Filling and nutritious

🐟

Rich in omega-3

Light and healthy

Traditional recipe

Authentic taste

Ingredients 4 servings

  • 360 g (2 cups) short-grain white rice, uncooked — makes ~4 rolls
  • 540 ml (2¼ cups) cold water for cooking the rice
  • 4 sheets toasted nori (gim, 20 × 18 cm)
  • 4 strips danmuji (yellow pickled radish), cut to nori length, ~1 cm thick
  • 100 g baby spinach (or 1 small bunch regular spinach)
  • 2 medium carrots (~150 g), julienned 0.5 × 0.5 × 8 cm matchsticks
  • 3 large eggs
  • 200 g imitation crab sticks (or cooked ham, or tuna mixed with mayo)
  • 100 g cucumber (1 small Korean cucumber or 1/3 English cucumber), seeded and cut into long batons
  • 3 tbsp toasted sesame oil (1.5 tbsp for the rice, 0.5 tsp for spinach, the rest for the outer rub)
  • 1.5 tsp fine salt (1 tsp for the rice, pinches for veg and eggs)
  • 2 tsp toasted sesame seeds
  • 1 tbsp neutral oil for cooking the eggs and carrots
  • 0.5 tsp ground white pepper
  • Bamboo rolling mat (gimbal) + plastic wrap

How to make it

  1. 1Rinse 360 g rice in cold water 3–4 times until the water runs clear, drain well, then put in a heavy pot with 540 ml fresh cold water, bring to a boil uncovered over medium-high heat (3–4 min), cover, reduce to the lowest possible heat and cook 12 minutes without lifting the lid, then remove from heat and rest covered 10 minutes until the rice is tender, slightly sticky, with separate grains.
  2. 2While the rice is still hot, transfer it to a wide bowl, drizzle 1.5 tbsp sesame oil, 1 tsp salt and 2 tsp toasted sesame seeds over the top and fold gently with a rice paddle in cutting motions — never stir aggressively or the grains break and turn mushy — then cover with a damp cloth and let cool to lukewarm (10–15 min).
  3. 3Bring a small pot of salted water to a boil and blanch 100 g spinach for 30 seconds until just wilted, then drain and rinse under cold water immediately to stop the cooking and preserve the bright green colour, squeeze in your fist as hard as possible to remove all water (wet spinach ruins the roll) and season with 0.5 tsp sesame oil and a pinch of salt.
┄┄┄┄┄┄┄┄┄┄
> [REQUIREMENTS]:
(a) List the short descriptive tags that appear in the recipe above its ingredient list.
(b) Transcribe the passage of the recipe starting at "Ingredients 4 servings" and ending at "the outer rub)".
(c) Answer these questions from the recipe:
(i) For how many minutes does the rice cook covered over the lowest heat?
(ii) How long is the spinach blanched?
(iii) How many large eggs are listed among the ingredients?

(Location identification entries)
┄┄┄┄┄┄┄┄┄┄
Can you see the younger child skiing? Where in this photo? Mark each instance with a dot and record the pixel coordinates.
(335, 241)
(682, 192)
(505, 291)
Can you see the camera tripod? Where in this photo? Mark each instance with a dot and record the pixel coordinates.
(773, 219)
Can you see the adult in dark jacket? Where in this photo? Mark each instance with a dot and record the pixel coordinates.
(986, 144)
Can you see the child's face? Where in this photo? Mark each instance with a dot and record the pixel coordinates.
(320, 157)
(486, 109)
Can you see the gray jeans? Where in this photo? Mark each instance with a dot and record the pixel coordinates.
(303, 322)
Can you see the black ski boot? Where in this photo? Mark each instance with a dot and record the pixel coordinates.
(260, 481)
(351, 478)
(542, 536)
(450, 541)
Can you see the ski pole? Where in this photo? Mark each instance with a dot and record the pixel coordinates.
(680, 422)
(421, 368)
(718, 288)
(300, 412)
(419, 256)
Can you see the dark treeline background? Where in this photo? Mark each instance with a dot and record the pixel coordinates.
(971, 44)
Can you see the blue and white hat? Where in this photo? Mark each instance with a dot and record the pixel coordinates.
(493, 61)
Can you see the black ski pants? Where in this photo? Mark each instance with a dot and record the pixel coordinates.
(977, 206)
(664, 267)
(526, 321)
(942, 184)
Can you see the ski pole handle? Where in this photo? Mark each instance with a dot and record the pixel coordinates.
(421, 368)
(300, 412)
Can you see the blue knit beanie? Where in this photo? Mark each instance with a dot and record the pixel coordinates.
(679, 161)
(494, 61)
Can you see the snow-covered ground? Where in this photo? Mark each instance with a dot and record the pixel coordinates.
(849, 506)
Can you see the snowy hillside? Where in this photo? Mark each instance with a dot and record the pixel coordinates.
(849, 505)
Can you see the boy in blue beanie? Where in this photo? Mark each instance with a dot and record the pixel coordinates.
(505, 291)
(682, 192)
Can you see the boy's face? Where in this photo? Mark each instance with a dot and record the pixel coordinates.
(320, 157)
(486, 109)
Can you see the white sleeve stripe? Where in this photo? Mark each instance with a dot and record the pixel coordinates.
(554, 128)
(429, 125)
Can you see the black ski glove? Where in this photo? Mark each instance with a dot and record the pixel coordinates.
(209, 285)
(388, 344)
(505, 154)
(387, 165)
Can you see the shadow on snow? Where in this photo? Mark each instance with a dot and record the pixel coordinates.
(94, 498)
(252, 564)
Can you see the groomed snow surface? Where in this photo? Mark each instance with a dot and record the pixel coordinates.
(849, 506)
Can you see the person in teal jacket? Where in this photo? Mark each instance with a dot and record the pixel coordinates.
┄┄┄┄┄┄┄┄┄┄
> [SOLVED TASKS]:
(a)
Filling and nutritious
Rich in omega-3
Light and healthy
Traditional recipe
Authentic taste

(b)
Ingredients 4 servings

  • 360 g (2 cups) short-grain white rice, uncooked — makes ~4 rolls
  • 540 ml (2¼ cups) cold water for cooking the rice
  • 4 sheets toasted nori (gim, 20 × 18 cm)
  • 4 strips danmuji (yellow pickled radish), cut to nori length, ~1 cm thick
  • 100 g baby spinach (or 1 small bunch regular spinach)
  • 2 medium carrots (~150 g), julienned 0.5 × 0.5 × 8 cm matchsticks
  • 3 large eggs
  • 200 g imitation crab sticks (or cooked ham, or tuna mixed with mayo)
  • 100 g cucumber (1 small Korean cucumber or 1/3 English cucumber), seeded and cut into long batons
  • 3 tbsp toasted sesame oil (1.5 tbsp for the rice, 0.5 tsp for spinach, the rest for the outer rub)

(c)
(i) 12 minutes
(ii) 30 seconds
(iii) 3